Transcribe verbatim the stretch of the Vertica duplicate-key thread from "My csv is like" through "in another file?".

=== Text section ===
========

How can I import csv with duplicate data because I was set primary key while table creation?

naresh_way2naresh_way2 Registered User

I have set primary key in vertica table and I tried to copy data from csv into my table but it was not copying because the primary key field has duplicate ids how can skip that row and insert all other data into my table.I was doing like this..
testing=> create table vertical(id int primary key enabled,name varchar);
CREATE TABLE
testing=> copy vertical from '/home/naresh/Desktop/result.csv' parser fcsvparser();
ERROR 6745: Duplicate key values: 'id=3' -- violates constraint 'public.vertical.C_PRIMARY'
teststing=>

My csv is like this
1 abc
2 abcd
3 cba
4 adbc
5 bcd
6 rgukt
7 adbcc
3 erthgf

How can i insert this csv without duplicates and Is there any possible to store that duplicated data in another file?

Answers

  • Jim_KnicelyJim_Knicely Employee, Registered User, VerticaExpert

    One option is to disabled the PK. COPY the data, DELETE the duplicates, and then re-enable the PK.

    Example:

    dbadmin=> \! cat /home/dbadmin/result.csv
    1|abc
    2|abcd
    3|cba
    4|adbc
    5|bcd
    6|rgukt
    7|adbcc
    3|erthgf
    
    dbadmin=> copy vertical from '/home/dbadmin/result.csv';
    ERROR 6745:  Duplicate key values: 'id=3' -- violates constraint 'public.vertical.vertical_pk'
    
    dbadmin=> alter table vertical alter constraint vertical_pk disabled;
    ALTER TABLE
    
    dbadmin=> copy vertical from '/home/dbadmin/result.csv';
     Rows Loaded
    -------------
               8
    (1 row)

========

=== Records ===
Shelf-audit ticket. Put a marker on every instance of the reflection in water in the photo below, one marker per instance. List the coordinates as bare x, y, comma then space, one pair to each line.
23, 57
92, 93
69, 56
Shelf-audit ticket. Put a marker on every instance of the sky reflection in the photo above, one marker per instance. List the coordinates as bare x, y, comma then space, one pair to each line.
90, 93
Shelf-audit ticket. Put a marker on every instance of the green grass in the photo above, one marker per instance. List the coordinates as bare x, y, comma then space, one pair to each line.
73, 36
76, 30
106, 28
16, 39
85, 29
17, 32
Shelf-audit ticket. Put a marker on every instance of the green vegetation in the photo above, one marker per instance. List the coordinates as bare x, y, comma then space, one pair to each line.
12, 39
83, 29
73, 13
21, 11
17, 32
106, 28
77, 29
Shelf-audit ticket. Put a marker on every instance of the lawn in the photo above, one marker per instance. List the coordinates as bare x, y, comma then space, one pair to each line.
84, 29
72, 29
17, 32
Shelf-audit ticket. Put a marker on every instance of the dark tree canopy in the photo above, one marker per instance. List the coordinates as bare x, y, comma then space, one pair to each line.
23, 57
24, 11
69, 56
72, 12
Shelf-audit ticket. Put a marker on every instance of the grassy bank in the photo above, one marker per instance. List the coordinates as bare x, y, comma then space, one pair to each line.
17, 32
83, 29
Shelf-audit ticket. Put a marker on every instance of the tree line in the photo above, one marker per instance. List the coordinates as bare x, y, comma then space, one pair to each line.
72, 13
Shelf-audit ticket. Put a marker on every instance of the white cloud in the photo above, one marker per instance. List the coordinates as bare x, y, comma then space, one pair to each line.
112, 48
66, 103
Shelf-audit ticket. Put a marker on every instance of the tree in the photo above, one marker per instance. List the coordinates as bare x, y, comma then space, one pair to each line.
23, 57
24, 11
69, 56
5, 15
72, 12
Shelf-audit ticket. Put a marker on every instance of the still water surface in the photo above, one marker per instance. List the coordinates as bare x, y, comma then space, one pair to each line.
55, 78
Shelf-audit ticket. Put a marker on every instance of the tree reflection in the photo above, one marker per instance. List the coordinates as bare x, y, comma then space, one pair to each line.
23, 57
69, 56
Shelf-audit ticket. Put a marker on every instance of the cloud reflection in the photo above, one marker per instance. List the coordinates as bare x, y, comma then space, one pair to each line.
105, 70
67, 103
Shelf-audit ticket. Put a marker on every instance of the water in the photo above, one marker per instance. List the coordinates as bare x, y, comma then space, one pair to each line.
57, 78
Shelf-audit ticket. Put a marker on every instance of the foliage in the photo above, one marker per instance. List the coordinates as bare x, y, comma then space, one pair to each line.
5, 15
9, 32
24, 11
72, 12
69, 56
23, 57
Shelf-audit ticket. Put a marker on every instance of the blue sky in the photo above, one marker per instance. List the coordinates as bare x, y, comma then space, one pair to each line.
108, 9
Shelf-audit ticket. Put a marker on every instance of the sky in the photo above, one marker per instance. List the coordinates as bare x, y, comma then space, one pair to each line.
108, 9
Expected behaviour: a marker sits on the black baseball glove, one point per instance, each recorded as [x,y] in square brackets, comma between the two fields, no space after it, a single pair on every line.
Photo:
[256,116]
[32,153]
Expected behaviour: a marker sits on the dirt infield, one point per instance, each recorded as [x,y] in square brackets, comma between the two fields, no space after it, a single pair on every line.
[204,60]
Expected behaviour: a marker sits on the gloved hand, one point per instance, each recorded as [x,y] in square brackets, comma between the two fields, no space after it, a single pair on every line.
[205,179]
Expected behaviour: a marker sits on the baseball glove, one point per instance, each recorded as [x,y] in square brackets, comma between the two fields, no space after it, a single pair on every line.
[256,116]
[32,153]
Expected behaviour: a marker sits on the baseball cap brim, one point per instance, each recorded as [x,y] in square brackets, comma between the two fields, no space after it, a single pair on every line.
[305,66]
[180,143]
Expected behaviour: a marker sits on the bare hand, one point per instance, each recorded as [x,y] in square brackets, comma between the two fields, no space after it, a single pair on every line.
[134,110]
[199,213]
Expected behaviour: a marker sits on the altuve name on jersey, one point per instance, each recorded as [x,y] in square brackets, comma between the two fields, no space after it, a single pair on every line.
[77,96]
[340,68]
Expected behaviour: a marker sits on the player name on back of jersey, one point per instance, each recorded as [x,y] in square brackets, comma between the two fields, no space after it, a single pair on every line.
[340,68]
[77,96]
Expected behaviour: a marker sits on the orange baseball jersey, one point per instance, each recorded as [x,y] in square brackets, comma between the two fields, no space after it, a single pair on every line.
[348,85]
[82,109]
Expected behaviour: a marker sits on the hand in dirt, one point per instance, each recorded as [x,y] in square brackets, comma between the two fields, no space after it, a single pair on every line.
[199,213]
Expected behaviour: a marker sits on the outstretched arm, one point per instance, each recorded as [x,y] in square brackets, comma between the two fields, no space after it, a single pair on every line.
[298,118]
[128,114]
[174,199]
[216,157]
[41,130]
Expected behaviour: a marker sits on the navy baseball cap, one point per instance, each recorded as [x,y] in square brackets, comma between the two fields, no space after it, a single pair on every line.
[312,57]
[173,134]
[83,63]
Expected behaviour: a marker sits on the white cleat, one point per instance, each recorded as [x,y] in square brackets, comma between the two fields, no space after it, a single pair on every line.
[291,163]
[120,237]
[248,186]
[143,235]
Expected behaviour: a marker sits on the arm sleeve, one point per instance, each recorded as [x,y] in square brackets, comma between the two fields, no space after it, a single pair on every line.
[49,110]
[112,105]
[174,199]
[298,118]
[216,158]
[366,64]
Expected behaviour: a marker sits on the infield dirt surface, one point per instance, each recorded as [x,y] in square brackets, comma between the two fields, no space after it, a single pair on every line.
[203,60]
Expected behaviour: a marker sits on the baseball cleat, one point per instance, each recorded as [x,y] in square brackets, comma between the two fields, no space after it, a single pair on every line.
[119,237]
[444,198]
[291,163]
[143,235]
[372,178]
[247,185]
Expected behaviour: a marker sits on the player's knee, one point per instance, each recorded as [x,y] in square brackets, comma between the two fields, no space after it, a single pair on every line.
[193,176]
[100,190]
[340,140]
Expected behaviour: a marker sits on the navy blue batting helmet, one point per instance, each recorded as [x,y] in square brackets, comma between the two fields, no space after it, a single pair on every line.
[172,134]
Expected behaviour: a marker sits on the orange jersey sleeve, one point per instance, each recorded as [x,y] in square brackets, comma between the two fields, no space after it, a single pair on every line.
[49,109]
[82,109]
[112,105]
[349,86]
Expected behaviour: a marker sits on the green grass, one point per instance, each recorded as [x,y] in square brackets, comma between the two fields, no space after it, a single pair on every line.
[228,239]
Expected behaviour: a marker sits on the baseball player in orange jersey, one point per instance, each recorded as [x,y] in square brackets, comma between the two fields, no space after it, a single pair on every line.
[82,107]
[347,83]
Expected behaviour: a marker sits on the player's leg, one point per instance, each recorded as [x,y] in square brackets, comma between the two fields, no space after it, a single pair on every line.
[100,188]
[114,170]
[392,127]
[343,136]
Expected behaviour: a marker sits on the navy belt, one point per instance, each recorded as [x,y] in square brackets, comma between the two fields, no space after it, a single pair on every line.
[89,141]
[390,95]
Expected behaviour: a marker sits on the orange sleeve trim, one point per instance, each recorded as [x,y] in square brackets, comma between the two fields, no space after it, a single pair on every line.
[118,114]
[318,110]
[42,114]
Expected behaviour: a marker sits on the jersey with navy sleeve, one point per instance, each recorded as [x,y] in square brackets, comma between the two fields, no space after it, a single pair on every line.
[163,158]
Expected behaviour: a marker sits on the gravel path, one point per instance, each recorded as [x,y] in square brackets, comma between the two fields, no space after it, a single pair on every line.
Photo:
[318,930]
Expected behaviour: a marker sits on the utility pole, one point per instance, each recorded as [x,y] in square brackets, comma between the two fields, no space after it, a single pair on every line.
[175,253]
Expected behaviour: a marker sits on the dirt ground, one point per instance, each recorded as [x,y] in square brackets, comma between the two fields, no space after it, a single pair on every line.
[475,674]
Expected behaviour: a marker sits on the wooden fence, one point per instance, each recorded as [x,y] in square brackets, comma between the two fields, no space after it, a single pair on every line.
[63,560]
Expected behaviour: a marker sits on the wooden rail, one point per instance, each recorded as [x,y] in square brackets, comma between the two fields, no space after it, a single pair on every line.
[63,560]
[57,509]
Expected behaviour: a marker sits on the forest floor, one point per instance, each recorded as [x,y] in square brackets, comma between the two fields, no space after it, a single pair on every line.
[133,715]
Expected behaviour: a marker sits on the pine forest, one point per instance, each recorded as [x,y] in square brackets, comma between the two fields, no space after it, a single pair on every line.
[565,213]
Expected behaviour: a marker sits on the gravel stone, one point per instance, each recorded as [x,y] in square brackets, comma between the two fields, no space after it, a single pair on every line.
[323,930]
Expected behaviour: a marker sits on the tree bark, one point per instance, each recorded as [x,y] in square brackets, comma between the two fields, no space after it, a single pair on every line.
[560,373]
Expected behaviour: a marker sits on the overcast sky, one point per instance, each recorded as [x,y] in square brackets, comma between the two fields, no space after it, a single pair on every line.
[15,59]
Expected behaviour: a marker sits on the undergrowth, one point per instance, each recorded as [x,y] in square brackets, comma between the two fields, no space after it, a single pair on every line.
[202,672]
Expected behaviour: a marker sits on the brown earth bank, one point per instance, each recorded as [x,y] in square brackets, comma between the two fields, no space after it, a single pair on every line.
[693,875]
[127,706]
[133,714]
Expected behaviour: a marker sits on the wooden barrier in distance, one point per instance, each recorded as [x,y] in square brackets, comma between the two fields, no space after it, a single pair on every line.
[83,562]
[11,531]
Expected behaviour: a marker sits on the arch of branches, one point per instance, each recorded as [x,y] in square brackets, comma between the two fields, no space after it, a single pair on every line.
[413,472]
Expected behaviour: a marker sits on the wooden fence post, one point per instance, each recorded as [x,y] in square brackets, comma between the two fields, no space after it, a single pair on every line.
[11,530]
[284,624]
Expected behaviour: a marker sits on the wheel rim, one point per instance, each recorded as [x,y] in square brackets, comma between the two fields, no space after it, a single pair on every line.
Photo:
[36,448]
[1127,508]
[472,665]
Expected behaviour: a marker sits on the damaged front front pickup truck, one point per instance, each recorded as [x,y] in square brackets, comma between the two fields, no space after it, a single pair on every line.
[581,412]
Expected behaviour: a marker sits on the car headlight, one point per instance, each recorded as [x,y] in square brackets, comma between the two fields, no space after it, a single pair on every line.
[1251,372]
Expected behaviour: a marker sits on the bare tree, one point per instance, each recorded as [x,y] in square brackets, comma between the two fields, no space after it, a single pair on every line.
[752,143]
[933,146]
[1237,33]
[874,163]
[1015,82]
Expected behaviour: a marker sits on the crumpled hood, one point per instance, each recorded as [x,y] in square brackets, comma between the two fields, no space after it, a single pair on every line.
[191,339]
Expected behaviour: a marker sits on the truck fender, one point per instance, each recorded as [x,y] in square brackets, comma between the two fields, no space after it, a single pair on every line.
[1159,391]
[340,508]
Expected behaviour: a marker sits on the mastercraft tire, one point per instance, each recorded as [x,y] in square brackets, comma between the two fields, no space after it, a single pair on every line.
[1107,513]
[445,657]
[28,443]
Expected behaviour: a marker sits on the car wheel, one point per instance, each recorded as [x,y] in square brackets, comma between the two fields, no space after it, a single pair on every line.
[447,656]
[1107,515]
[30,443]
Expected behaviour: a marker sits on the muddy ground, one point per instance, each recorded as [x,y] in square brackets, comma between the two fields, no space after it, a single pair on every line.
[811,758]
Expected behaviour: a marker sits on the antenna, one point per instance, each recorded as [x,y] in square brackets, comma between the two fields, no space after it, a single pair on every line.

========

=== Response ===
My csv is like this
1 abc
2 abcd
3 cba
4 adbc
5 bcd
6 rgukt
7 adbcc
3 erthgf

How can i insert this csv without duplicates and Is there any possible to store that duplicated data in another file?